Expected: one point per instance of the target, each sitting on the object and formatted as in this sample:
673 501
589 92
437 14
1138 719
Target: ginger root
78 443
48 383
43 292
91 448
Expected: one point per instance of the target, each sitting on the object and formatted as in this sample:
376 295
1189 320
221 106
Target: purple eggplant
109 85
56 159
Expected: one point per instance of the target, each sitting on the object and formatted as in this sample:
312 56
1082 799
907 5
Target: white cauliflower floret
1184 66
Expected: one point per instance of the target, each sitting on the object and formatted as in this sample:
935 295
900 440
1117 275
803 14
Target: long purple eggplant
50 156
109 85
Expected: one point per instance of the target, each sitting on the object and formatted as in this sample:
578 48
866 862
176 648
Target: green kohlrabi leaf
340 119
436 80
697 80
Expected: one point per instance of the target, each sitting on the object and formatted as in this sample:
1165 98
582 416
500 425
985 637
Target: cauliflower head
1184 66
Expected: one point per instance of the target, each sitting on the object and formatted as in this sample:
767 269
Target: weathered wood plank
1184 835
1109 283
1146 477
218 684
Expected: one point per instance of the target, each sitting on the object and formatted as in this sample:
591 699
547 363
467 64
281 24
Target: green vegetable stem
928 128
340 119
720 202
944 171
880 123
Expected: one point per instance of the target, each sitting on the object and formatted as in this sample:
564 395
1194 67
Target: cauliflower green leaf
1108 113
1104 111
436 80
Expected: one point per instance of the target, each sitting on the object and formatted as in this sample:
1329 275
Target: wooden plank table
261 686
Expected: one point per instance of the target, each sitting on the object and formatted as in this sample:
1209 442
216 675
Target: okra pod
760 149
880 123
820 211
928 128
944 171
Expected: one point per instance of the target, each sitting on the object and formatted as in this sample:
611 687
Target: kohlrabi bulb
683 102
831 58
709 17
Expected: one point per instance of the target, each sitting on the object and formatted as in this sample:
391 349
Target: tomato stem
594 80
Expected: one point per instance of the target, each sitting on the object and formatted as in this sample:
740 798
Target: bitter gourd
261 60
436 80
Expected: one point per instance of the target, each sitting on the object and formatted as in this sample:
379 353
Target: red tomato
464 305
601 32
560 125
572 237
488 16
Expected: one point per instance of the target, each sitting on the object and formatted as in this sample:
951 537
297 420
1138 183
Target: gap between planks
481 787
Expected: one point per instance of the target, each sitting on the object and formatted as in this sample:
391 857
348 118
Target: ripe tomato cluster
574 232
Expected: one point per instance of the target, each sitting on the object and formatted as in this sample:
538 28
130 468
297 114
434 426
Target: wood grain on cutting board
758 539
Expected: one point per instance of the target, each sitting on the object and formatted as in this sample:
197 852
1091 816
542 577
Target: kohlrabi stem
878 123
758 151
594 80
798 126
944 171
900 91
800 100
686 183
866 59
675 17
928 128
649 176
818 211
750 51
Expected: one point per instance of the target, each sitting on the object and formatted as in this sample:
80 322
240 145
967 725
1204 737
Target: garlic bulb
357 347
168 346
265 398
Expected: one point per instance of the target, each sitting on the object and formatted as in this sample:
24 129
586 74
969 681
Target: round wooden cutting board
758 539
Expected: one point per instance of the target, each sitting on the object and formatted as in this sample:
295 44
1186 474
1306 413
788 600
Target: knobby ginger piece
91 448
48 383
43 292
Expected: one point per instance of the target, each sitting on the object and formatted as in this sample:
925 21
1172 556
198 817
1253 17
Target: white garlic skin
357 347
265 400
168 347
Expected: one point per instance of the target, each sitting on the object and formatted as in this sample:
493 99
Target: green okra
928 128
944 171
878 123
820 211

-- EXERCISE REQUIREMENTS --
Sift the listing above and copy out each line that contains the word "leaf". Treat uppercase and lowercase letters as distinct.

-- ANSWER TO THE EXERCISE --
Target: green kohlrabi leaf
Target: cauliflower green leaf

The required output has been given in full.